● What you will do
The entries that follow are to be duplicated in full, character for character.
=== Exercise data ===
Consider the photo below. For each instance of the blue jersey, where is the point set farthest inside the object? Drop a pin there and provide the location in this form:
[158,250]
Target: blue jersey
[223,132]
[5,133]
===
● Answer to this task
Consider the photo below. For each instance of the blue jersey, where is the point set farthest inside the object? Drop a pin there and provide the location in this form:
[158,250]
Target: blue jersey
[223,132]
[5,133]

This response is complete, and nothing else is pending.